Background and aims Long noncoding RNAs (lncRNAs) have recently been identified to be tightly linked to diverse human diseases. Systemic lupus erythematosus is an autoimmune disease and renal involvement is the most frequent complication. Inflammatory cytokines produced by renal mesangial cells(RMCs) play a vital role in lupus nephritis(LN). In the present study we investigated the contribution of the lncRNA Enst00000602652 to the pathogenesis to LN.
Methods The high throughput RNAseq data between LN and healthy control was used to screen for candidate lncRNA. SYBR Green quantitative RT–PCR(RT–qPCR) was used to detect the expression of lncRNA and individual interferon-stimulated genes (ISGs). Western blotting and luciferace was used to confirm the regulatory function of lncRNA.

■ ■ ■ ■ ■

- Task item: Proceed with the abstract on lncRNA Enst00000602652 in lupus nephritis, starting right after its final sentence. The records that follow are separate material and have no connection to the lupus nephritis study.

■ ■ ■ ■ ■

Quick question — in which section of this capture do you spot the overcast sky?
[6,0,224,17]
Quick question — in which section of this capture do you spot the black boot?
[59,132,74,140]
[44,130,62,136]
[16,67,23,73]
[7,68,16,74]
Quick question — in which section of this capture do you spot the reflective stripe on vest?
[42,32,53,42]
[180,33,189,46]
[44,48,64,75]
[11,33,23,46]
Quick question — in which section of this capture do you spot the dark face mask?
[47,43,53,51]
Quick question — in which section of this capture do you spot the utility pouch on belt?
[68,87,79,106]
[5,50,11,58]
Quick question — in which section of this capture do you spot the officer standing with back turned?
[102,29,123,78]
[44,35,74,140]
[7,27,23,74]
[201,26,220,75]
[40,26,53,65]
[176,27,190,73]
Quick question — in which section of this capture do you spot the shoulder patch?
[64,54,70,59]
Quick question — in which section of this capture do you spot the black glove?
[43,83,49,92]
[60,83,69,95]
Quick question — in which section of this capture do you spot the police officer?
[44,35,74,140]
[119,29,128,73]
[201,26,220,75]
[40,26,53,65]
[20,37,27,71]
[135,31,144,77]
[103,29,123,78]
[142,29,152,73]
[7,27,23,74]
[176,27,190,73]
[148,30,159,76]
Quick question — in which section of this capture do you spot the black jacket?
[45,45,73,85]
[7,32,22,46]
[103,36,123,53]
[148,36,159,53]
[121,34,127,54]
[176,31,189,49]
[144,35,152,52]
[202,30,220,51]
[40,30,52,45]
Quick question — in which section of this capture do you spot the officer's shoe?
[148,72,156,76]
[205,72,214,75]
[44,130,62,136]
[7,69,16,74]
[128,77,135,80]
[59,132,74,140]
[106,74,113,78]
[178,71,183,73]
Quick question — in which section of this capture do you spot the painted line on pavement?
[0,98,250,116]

■ ■ ■ ■ ■

- Solved exercise:
Results LncRNA Enst00000602652 expression was abnormally increased in LN patients and correlated to degree of renal damage. Additionally, Expression of LncRNA Enst00000602652 was induced by stimulation of type I interferon. Silencing Enst00000602652 significantly reduced the expression of a group of chemokines and cytokines, including IFIT1, oas1, etc., which were induced by type I interferon. Furthermore, LncRNA Enst00000602652 affects IFN receptor I and phosphorylation of Jak1 and Stat1.
Conclusions Long noncoding RNA Enst00000602652 is a positive regulator of the IFN signalling pathway in LN. LncRNA Enst00000602652 may contributes to the pathogenesis of LN and provides potentially novel target for therapeutic intervention.